> _WHAT YOU WILL DO_
- A) In the code review comment, what did the commenter previously think was the only important thing about a `SchemaRDD` made from an eagerly executed statement?
- B) Continue the code review comment from its last sentence.

++++ SOURCE TEXT ++++

Github user liancheng commented on a diff in the pull request:
https://github.com/apache/spark/pull/956#discussion_r13582230
--- Diff: sql/core/src/main/scala/org/apache/spark/sql/SQLContext.scala ---
@@ -269,6 +271,22 @@ class SQLContext(@transient val sparkContext:
SparkContext)
protected abstract class QueryExecution {
def logical: LogicalPlan
+ def eagerlyProcess(plan: LogicalPlan): RDD[Row] = plan match {
+ case SetCommand(key, value) =>
--- End diff --
Hi @concretevitamin, previously I thought the only important thing of a
`SchemaRDD` made from an eagerly executed statement (a Hive native command, a
set command, or some insertion command etc.) is its side effect, not the
content of the RDD itself. But now I do agree that when user call `.collect()`
of such an RDD, we should present some meaningful result.

++++ COLLECTED DATA ++++

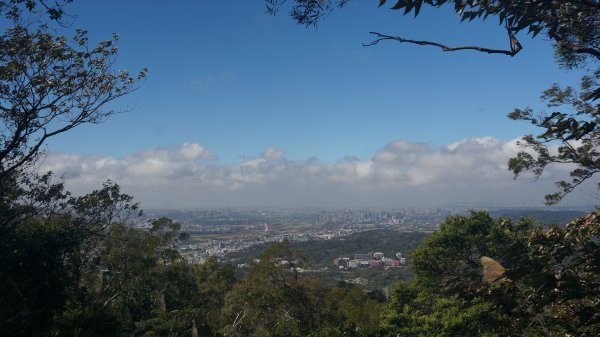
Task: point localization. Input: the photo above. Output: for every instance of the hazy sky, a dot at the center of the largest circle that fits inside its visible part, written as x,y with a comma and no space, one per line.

++++

> _OUTPUTS FOR THE TASKS_
- A) Its side effect, not the content of the RDD itself.

- B)
As for the eager evaluation of the RDD content, IMHO, for command
`SchemaRDD`s, the RDD contents are either empty or usually generated at the
same time when the command is executed (at least I can't find a counter example
in the current code base), thus this shouldn't be an issue.
So I think the constraints presented here are:
1. The side effect of a command `SchemaRDD` should take place eagerly;
1. The side effect of a command `SchemaRDD` should take place once and only
once;
1. When `.collect()` method is called, something meaningful, usually the
output message lines of the command, should be presented.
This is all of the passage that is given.